> [Required action]: Count the lines that contain the string "handle" in the records beneath, and respond with the number only.

+--

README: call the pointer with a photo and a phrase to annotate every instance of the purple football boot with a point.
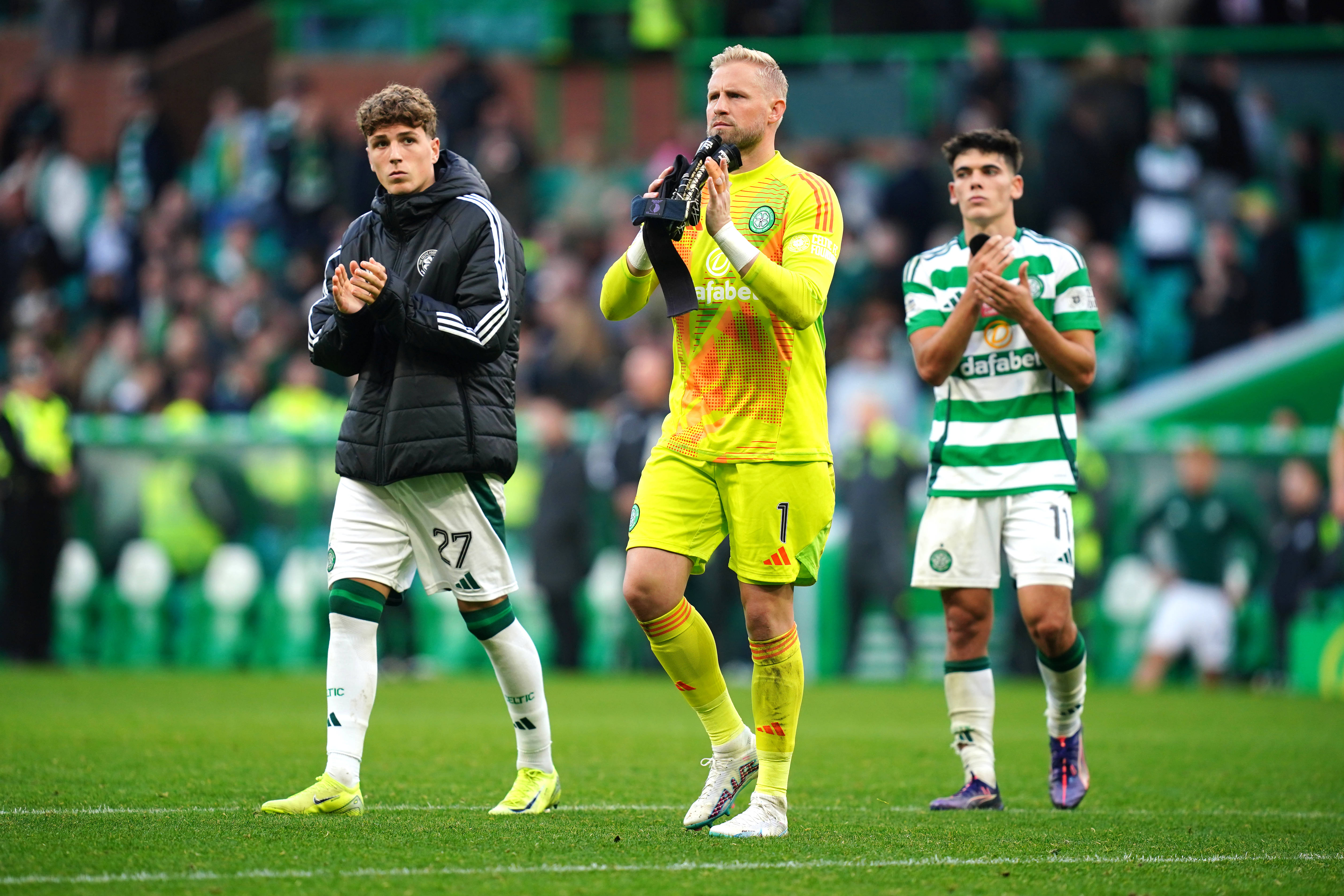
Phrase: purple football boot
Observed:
(1069, 776)
(976, 795)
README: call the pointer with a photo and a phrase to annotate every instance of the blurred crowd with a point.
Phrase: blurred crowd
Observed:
(175, 280)
(171, 277)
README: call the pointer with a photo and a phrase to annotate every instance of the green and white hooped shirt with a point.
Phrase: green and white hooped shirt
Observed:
(1003, 422)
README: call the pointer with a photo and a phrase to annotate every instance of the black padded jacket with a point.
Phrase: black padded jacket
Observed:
(437, 352)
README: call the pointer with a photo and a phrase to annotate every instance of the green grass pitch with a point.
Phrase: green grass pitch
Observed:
(1226, 793)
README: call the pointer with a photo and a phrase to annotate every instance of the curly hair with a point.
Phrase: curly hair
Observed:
(397, 105)
(994, 142)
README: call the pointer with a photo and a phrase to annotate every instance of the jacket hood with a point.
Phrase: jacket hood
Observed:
(455, 177)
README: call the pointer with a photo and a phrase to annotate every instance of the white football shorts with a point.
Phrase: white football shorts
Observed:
(1197, 617)
(451, 526)
(960, 539)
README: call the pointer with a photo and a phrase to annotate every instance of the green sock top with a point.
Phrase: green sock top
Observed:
(979, 664)
(357, 600)
(488, 622)
(1068, 660)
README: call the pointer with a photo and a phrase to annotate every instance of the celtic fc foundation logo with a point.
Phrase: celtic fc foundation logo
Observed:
(763, 220)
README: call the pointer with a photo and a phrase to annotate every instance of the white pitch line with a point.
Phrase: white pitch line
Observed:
(167, 811)
(170, 811)
(573, 870)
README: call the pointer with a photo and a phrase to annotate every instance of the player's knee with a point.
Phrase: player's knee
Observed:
(646, 596)
(1050, 631)
(966, 624)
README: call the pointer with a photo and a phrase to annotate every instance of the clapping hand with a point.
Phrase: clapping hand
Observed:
(359, 288)
(1004, 296)
(718, 209)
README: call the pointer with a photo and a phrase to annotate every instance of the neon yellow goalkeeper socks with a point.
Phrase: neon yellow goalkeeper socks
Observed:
(776, 703)
(685, 645)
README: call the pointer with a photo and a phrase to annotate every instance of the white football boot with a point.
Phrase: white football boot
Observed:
(728, 777)
(768, 816)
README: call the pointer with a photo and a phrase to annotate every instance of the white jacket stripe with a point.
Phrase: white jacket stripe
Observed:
(494, 319)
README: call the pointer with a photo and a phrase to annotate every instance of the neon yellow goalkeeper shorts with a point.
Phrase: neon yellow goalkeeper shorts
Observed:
(776, 515)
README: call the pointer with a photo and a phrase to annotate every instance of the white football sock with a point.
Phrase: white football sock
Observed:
(971, 706)
(1065, 692)
(519, 671)
(351, 684)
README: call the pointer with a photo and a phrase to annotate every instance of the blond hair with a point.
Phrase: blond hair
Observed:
(397, 105)
(772, 76)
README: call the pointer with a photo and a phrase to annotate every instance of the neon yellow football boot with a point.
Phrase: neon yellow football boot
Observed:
(534, 792)
(326, 797)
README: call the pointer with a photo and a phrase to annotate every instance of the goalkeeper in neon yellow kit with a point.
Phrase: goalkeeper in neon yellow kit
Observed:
(744, 452)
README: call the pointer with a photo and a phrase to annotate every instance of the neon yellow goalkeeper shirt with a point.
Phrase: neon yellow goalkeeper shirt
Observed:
(750, 377)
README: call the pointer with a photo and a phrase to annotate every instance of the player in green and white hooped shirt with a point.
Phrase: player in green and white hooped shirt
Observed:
(1004, 335)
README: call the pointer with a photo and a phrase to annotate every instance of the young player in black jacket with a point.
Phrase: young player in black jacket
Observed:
(423, 304)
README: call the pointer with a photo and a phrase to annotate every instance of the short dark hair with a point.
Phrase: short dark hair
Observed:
(397, 105)
(989, 140)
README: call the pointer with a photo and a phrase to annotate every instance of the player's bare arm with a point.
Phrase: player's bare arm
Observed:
(1072, 355)
(1336, 468)
(939, 350)
(718, 207)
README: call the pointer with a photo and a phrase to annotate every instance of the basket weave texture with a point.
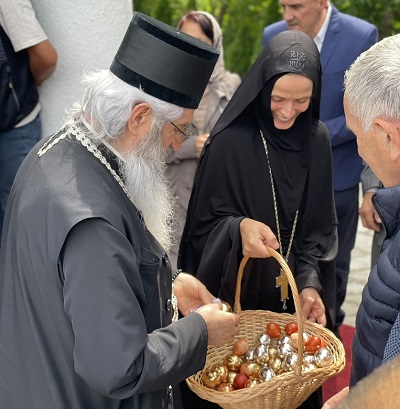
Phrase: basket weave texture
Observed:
(288, 390)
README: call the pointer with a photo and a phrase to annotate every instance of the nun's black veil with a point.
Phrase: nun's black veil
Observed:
(232, 182)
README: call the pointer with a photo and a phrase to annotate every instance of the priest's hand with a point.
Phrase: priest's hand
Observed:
(312, 307)
(191, 293)
(193, 296)
(221, 326)
(256, 237)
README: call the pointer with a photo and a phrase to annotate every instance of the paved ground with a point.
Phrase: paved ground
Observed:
(359, 270)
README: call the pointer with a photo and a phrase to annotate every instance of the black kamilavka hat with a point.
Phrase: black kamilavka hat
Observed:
(164, 62)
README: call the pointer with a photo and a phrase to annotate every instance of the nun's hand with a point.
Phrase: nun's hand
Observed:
(256, 237)
(312, 307)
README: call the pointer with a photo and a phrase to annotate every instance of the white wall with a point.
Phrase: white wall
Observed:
(86, 35)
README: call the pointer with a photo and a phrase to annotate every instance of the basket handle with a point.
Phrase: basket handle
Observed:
(286, 271)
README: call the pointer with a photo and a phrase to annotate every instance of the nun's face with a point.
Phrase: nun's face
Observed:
(290, 97)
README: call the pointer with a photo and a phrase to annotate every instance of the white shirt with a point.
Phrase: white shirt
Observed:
(320, 37)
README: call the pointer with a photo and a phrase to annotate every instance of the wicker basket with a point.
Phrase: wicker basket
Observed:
(288, 390)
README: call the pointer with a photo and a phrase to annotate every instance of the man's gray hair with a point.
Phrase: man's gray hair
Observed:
(108, 101)
(372, 83)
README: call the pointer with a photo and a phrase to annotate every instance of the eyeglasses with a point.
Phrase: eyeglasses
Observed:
(186, 132)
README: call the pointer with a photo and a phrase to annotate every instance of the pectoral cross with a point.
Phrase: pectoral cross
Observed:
(283, 282)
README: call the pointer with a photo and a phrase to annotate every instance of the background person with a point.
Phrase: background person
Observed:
(340, 38)
(85, 280)
(265, 179)
(32, 60)
(369, 216)
(219, 90)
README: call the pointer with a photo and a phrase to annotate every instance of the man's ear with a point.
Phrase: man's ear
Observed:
(391, 129)
(140, 120)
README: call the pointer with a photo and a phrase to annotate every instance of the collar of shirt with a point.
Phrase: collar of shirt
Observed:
(320, 37)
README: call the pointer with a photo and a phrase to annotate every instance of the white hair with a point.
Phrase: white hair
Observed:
(372, 83)
(108, 101)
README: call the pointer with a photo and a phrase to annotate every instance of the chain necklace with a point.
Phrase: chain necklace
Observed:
(281, 280)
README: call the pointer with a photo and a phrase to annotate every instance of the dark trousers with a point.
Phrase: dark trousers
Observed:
(346, 203)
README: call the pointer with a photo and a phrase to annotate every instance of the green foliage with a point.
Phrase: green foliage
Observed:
(242, 22)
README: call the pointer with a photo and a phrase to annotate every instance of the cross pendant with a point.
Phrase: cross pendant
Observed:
(283, 282)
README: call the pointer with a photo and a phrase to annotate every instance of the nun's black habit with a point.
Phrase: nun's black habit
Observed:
(233, 182)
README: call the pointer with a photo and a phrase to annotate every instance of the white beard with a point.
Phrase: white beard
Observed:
(147, 185)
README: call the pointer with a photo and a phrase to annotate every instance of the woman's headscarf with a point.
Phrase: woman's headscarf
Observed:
(216, 39)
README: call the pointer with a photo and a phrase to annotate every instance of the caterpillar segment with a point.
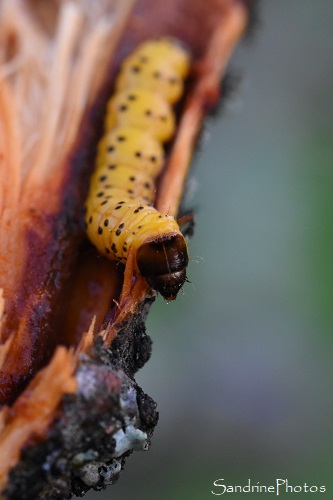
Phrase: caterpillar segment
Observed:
(121, 220)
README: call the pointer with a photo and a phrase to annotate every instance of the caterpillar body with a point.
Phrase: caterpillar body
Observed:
(139, 119)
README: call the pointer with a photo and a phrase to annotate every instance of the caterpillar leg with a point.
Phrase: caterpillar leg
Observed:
(128, 275)
(187, 224)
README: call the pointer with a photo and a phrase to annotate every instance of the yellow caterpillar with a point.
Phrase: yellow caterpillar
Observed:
(119, 212)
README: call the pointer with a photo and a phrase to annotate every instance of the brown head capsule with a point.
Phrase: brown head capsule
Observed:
(162, 261)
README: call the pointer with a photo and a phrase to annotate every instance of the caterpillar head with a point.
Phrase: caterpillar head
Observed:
(162, 261)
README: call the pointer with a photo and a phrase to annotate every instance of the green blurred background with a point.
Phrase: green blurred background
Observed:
(242, 361)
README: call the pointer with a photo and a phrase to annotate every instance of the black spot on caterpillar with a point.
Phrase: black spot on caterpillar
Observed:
(119, 212)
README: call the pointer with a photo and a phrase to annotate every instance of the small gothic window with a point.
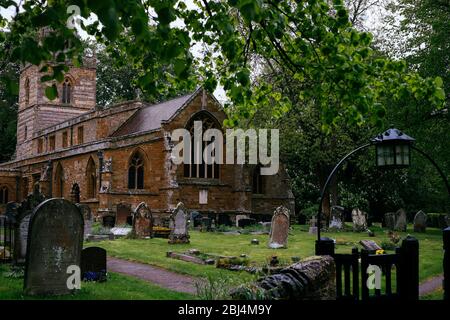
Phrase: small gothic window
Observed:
(136, 172)
(258, 181)
(67, 91)
(91, 174)
(201, 170)
(4, 195)
(59, 182)
(27, 91)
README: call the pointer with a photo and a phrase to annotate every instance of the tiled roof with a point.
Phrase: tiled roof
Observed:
(149, 117)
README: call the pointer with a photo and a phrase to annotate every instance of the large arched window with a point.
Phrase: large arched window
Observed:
(201, 170)
(59, 181)
(91, 179)
(67, 91)
(27, 91)
(4, 195)
(258, 181)
(136, 172)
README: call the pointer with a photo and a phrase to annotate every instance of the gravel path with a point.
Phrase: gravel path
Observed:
(431, 285)
(167, 279)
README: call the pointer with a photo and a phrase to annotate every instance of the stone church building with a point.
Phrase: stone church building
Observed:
(112, 158)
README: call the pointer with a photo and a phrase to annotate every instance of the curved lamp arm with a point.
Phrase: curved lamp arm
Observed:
(436, 166)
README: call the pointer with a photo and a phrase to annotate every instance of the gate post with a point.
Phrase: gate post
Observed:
(409, 271)
(446, 237)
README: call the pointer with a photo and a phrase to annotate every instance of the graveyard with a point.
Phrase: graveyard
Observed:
(246, 151)
(231, 256)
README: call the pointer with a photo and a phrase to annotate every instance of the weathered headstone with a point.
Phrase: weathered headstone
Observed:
(109, 221)
(55, 240)
(239, 217)
(370, 245)
(88, 219)
(400, 222)
(142, 221)
(179, 225)
(337, 217)
(359, 219)
(93, 264)
(21, 237)
(313, 226)
(246, 222)
(389, 220)
(420, 221)
(279, 228)
(206, 224)
(123, 214)
(196, 219)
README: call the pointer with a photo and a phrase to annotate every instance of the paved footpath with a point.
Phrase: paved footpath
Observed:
(182, 283)
(431, 285)
(164, 278)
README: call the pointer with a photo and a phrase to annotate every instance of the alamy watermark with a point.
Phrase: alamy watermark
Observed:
(208, 147)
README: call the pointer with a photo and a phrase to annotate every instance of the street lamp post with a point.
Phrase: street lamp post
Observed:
(393, 150)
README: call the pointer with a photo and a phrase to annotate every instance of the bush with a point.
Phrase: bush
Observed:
(216, 288)
(436, 220)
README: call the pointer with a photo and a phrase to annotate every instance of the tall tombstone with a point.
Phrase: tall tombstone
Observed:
(359, 219)
(142, 221)
(389, 220)
(179, 220)
(123, 212)
(55, 240)
(88, 218)
(21, 237)
(420, 221)
(337, 217)
(93, 264)
(400, 220)
(279, 230)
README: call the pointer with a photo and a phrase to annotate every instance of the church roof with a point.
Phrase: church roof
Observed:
(149, 117)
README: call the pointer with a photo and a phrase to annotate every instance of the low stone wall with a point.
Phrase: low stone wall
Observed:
(310, 279)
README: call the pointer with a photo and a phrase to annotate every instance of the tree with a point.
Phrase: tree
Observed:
(313, 41)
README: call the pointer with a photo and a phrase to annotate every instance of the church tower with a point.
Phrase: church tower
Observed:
(76, 95)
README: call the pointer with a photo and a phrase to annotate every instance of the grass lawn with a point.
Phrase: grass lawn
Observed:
(300, 243)
(118, 287)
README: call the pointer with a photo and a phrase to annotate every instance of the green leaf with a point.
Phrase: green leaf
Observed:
(51, 92)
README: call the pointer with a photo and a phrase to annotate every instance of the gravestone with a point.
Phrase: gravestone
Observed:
(359, 219)
(337, 217)
(142, 221)
(123, 212)
(370, 245)
(179, 225)
(109, 221)
(88, 218)
(55, 240)
(400, 220)
(196, 219)
(239, 217)
(206, 224)
(279, 228)
(313, 226)
(93, 264)
(11, 211)
(389, 220)
(420, 221)
(21, 237)
(245, 222)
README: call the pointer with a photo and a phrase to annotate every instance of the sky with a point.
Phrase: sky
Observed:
(372, 23)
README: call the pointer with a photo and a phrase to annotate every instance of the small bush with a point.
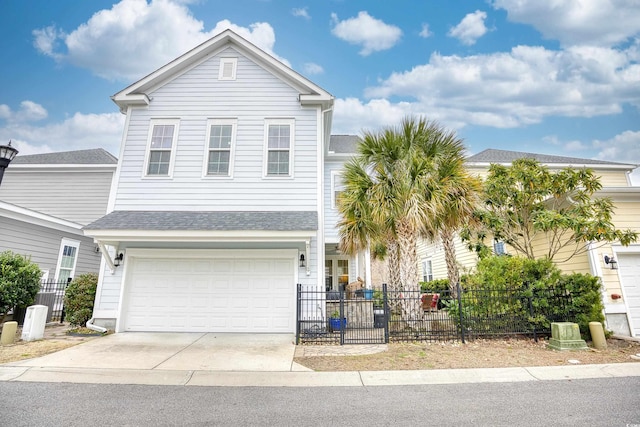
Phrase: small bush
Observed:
(19, 282)
(79, 299)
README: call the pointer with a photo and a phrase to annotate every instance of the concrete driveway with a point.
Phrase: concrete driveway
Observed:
(176, 352)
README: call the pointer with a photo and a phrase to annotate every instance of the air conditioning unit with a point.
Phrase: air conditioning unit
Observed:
(34, 322)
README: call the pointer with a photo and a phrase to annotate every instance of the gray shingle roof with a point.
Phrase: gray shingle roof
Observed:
(505, 156)
(207, 221)
(344, 144)
(96, 156)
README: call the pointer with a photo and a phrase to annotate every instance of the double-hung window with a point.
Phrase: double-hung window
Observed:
(161, 147)
(337, 187)
(427, 270)
(279, 147)
(221, 141)
(67, 259)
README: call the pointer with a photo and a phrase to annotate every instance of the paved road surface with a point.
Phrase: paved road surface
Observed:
(592, 402)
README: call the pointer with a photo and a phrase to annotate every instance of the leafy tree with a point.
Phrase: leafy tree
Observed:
(19, 282)
(79, 299)
(391, 193)
(526, 202)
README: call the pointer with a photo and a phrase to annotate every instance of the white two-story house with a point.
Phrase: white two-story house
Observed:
(218, 208)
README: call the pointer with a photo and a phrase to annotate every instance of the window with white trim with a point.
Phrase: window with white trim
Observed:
(228, 68)
(67, 259)
(221, 141)
(161, 147)
(427, 270)
(337, 187)
(279, 148)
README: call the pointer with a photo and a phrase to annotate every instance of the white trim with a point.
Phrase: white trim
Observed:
(224, 62)
(174, 142)
(334, 177)
(19, 213)
(292, 141)
(205, 161)
(70, 243)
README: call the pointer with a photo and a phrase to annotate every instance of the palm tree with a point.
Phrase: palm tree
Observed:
(454, 194)
(386, 197)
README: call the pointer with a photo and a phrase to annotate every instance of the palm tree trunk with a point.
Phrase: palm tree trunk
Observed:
(453, 273)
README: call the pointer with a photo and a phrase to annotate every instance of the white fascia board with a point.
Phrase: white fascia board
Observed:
(620, 194)
(18, 213)
(198, 236)
(65, 167)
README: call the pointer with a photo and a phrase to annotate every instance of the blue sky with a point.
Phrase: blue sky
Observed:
(542, 76)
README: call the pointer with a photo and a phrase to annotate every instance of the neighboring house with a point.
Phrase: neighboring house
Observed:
(621, 290)
(46, 199)
(219, 207)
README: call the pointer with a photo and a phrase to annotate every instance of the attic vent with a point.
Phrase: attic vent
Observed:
(228, 68)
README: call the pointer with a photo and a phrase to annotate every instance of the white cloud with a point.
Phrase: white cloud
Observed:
(301, 12)
(134, 38)
(593, 22)
(80, 131)
(520, 87)
(29, 111)
(310, 69)
(425, 32)
(470, 29)
(372, 34)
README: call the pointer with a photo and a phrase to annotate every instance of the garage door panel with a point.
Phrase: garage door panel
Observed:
(211, 295)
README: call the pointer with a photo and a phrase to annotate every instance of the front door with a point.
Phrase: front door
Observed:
(336, 270)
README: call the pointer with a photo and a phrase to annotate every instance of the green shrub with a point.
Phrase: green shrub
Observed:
(497, 297)
(79, 299)
(19, 282)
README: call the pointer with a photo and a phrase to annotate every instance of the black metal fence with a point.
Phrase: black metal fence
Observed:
(51, 294)
(384, 316)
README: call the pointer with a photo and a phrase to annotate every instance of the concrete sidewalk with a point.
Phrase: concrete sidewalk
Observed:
(208, 359)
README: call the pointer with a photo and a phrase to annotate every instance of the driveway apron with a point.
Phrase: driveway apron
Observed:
(176, 351)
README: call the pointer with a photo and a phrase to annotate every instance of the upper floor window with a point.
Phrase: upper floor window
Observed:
(337, 187)
(228, 68)
(161, 147)
(221, 137)
(279, 147)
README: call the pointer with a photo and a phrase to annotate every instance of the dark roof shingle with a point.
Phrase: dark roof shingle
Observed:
(207, 221)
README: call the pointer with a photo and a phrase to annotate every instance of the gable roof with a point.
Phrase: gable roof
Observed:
(137, 93)
(505, 156)
(96, 156)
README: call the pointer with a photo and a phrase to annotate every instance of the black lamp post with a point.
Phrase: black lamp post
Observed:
(7, 153)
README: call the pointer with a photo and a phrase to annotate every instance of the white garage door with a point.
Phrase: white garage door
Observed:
(629, 266)
(211, 294)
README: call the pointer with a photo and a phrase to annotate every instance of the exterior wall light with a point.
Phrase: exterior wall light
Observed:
(117, 260)
(611, 262)
(7, 153)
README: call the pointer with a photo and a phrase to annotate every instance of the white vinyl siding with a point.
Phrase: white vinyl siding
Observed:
(279, 147)
(221, 136)
(227, 68)
(161, 148)
(67, 259)
(337, 187)
(196, 98)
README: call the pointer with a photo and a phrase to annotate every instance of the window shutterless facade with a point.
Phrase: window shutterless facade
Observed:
(220, 147)
(67, 258)
(279, 148)
(161, 147)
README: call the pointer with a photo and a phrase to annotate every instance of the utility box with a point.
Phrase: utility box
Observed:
(34, 322)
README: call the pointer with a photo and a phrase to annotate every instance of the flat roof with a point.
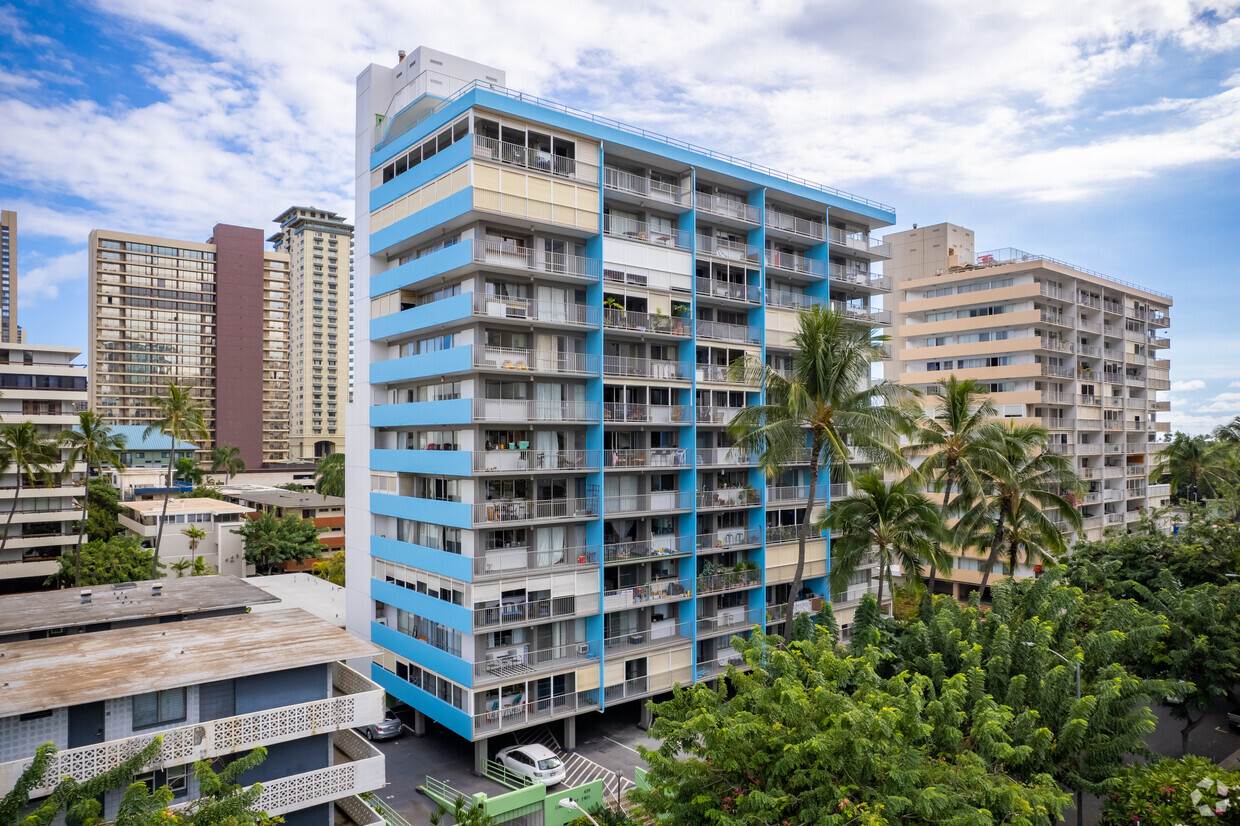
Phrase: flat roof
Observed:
(195, 505)
(53, 672)
(47, 609)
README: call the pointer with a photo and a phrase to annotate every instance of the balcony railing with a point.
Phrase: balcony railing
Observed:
(527, 510)
(728, 249)
(356, 702)
(621, 181)
(727, 207)
(636, 367)
(796, 263)
(634, 230)
(646, 458)
(535, 159)
(505, 253)
(511, 561)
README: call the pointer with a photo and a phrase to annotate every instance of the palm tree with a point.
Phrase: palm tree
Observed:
(825, 401)
(227, 458)
(954, 442)
(1018, 489)
(330, 475)
(94, 443)
(31, 455)
(180, 418)
(897, 522)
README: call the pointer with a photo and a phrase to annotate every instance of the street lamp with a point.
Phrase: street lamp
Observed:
(568, 803)
(1080, 811)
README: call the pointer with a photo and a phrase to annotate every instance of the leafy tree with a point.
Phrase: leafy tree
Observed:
(94, 443)
(180, 418)
(332, 568)
(827, 402)
(227, 458)
(330, 475)
(811, 737)
(272, 541)
(894, 522)
(955, 440)
(31, 455)
(122, 558)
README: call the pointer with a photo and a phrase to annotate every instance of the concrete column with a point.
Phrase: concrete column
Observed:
(480, 755)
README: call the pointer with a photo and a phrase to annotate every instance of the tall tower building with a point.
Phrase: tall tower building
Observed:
(211, 316)
(9, 333)
(1054, 344)
(546, 512)
(320, 248)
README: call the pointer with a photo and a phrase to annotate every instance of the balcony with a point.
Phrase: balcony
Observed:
(502, 562)
(795, 264)
(542, 610)
(795, 226)
(646, 458)
(646, 323)
(355, 701)
(644, 187)
(509, 256)
(516, 511)
(635, 367)
(729, 251)
(536, 160)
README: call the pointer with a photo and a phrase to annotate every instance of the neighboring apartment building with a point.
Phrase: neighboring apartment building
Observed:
(1054, 344)
(546, 514)
(320, 248)
(211, 316)
(40, 385)
(184, 659)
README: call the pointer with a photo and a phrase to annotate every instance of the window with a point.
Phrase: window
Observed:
(159, 708)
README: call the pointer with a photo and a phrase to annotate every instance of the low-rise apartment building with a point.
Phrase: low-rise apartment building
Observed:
(216, 685)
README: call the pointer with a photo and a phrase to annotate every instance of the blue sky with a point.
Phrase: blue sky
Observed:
(1107, 135)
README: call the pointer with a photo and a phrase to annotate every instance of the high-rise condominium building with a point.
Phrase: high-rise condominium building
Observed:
(44, 386)
(551, 517)
(1054, 344)
(320, 248)
(9, 278)
(210, 316)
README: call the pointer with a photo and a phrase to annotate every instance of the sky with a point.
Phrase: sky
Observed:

+--

> [Solution for this task]: 2